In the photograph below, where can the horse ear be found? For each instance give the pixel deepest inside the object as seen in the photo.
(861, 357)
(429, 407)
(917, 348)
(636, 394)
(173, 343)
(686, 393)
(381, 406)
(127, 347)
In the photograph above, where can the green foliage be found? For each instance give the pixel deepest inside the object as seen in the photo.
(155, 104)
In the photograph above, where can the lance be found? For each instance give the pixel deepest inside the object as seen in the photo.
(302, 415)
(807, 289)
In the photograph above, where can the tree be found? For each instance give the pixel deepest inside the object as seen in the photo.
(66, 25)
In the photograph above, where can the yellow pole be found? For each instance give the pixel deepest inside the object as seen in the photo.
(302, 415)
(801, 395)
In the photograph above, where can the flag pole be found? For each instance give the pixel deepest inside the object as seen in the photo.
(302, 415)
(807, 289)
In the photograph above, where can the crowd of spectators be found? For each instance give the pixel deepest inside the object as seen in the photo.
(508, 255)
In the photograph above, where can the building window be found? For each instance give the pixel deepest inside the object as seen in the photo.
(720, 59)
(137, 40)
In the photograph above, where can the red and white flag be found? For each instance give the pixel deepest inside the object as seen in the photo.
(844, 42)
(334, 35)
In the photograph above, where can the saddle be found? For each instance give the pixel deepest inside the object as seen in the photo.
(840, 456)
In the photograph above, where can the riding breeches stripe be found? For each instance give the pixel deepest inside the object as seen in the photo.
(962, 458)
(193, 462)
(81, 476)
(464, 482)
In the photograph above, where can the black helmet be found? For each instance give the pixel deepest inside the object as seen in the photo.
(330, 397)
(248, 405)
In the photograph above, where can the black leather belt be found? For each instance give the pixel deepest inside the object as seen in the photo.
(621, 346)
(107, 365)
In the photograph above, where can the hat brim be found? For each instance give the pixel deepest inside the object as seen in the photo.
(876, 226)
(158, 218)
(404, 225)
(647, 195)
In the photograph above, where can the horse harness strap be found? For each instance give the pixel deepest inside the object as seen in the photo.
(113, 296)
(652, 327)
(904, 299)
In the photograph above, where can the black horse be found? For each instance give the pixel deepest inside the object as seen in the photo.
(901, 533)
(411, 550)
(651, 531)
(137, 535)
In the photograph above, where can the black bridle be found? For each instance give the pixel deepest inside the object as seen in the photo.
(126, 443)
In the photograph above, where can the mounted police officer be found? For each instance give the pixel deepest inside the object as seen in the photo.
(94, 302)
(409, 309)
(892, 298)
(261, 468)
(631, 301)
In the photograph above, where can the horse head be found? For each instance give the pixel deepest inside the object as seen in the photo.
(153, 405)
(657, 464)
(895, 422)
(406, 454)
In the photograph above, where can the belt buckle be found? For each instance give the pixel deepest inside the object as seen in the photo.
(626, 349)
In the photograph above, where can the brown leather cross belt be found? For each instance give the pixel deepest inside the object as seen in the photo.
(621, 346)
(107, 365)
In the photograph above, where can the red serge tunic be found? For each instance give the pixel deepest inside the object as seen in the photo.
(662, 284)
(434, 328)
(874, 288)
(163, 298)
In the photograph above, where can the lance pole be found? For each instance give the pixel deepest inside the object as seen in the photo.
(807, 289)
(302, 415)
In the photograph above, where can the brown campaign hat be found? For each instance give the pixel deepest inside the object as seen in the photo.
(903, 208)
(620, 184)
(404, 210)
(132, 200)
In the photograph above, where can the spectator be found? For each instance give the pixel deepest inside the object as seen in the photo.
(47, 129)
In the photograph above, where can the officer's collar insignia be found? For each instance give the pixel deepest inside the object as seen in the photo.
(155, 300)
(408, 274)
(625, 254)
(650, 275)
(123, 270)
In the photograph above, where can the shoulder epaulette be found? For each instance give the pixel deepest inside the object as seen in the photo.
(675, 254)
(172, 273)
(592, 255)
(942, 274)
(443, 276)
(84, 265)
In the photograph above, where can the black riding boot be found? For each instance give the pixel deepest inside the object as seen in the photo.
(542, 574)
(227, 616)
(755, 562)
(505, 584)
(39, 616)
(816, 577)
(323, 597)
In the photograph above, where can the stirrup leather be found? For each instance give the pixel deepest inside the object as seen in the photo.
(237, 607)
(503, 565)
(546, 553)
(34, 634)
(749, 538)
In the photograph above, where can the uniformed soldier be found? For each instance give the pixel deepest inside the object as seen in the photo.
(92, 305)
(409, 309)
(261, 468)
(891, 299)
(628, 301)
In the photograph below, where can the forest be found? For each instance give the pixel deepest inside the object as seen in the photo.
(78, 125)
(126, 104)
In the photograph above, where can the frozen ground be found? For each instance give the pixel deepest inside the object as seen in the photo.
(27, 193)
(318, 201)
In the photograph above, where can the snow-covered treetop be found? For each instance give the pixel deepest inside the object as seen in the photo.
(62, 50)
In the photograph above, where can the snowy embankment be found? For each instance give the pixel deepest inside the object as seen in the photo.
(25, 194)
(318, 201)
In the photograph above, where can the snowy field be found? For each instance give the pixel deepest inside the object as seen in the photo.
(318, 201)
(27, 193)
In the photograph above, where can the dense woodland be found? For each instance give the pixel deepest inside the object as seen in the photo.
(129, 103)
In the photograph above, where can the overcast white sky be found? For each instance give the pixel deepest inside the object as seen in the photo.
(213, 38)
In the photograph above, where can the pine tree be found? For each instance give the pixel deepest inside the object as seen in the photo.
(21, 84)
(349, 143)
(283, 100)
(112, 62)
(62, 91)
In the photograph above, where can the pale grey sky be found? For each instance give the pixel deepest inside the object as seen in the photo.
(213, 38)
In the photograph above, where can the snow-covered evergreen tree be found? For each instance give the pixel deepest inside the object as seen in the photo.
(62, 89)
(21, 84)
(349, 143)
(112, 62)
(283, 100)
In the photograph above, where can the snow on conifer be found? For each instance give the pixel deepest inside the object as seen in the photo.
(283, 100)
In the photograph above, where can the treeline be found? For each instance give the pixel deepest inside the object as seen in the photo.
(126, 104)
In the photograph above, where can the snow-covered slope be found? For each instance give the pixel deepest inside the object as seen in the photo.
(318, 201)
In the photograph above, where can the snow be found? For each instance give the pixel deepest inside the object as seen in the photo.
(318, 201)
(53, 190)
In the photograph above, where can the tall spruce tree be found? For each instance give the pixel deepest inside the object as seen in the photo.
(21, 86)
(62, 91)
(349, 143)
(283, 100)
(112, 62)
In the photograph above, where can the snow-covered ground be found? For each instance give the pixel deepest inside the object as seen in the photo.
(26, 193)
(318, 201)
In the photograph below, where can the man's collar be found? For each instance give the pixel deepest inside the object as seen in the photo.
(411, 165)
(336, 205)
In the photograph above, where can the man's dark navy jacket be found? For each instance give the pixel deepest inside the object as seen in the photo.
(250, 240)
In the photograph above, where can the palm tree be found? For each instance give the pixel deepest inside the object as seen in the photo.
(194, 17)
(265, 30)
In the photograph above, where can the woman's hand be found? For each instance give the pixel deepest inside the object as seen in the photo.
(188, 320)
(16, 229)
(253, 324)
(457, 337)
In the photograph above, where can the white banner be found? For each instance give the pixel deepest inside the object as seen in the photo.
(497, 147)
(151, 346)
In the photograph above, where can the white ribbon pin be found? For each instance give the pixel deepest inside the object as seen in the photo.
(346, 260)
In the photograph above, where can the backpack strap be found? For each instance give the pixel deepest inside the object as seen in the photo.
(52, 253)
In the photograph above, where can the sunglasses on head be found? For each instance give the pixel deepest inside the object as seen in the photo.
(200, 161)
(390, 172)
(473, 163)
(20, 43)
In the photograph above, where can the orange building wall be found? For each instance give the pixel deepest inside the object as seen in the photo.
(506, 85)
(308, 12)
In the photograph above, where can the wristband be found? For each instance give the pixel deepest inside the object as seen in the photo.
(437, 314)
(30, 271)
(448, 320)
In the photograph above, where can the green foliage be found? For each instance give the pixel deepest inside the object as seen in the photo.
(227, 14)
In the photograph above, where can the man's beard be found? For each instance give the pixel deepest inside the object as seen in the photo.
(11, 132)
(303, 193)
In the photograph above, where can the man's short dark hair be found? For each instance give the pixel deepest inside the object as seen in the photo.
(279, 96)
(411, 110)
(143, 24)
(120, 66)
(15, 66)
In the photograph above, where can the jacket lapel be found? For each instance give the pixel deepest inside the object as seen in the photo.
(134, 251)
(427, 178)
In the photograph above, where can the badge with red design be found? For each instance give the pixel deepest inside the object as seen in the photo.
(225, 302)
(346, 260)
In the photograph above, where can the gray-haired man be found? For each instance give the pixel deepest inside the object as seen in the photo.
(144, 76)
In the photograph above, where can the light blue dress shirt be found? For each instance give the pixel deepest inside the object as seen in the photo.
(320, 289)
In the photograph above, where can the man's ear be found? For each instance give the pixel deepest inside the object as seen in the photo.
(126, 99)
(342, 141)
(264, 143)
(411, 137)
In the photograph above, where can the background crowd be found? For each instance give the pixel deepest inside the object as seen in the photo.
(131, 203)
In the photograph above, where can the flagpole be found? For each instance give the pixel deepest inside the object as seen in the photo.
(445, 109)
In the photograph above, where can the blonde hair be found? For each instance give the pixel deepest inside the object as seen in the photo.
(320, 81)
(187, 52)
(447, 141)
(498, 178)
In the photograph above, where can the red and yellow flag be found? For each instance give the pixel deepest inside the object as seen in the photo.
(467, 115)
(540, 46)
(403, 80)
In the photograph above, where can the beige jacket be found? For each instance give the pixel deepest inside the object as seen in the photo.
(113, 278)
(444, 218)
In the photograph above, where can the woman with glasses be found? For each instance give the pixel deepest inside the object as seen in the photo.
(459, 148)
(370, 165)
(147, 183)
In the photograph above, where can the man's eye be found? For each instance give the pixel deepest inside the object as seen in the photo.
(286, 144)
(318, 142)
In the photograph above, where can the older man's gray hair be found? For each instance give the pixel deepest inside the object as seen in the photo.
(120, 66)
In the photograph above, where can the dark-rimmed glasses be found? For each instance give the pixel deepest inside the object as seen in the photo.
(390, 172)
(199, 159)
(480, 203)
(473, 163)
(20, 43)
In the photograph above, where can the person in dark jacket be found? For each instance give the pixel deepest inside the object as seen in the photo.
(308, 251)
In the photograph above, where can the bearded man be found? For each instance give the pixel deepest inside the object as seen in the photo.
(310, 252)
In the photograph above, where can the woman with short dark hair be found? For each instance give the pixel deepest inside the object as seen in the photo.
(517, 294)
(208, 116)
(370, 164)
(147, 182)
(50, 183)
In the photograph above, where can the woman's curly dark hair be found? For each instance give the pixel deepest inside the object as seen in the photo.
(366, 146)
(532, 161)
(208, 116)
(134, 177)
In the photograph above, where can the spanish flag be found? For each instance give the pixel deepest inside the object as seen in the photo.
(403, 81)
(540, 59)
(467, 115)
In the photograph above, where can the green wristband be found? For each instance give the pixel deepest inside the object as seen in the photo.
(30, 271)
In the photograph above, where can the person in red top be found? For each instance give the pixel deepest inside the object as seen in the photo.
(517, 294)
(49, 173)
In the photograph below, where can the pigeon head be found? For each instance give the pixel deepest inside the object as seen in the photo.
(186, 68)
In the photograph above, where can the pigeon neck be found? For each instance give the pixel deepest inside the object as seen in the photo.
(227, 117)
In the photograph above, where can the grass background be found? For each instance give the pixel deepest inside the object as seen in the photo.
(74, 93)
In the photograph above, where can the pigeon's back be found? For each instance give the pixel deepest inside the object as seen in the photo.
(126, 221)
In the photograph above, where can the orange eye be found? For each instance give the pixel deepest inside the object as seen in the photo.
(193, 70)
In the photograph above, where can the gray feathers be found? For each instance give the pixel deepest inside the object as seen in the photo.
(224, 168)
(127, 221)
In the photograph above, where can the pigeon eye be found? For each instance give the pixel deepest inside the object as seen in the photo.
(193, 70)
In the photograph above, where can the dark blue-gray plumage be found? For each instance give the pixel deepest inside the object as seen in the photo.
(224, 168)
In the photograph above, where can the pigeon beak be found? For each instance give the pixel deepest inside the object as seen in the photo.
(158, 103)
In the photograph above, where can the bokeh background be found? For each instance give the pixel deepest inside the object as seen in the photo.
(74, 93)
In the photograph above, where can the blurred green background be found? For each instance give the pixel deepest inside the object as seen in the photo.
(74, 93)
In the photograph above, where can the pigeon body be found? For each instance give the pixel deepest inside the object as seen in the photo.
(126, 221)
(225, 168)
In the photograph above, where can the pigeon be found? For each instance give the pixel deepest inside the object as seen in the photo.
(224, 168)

#### Stated task:
Copy the records above again, from the line with "In the photograph above, where can the blurred" through the end of the records, requests included, and add 67 to every number in the answer coordinates.

#### Completed exercise:
In the photograph above, where can the blurred green background be found? For each instance give the pixel deepest inside the object as seen in the photo.
(141, 160)
In the photograph above, where can the pigeon body be found? For each instance give the pixel deepest inside the object as seen in the photo.
(193, 288)
(292, 235)
In the photograph above, where can the pigeon be found? For each instance give the pixel deepest inside the object as seen in the photo.
(291, 235)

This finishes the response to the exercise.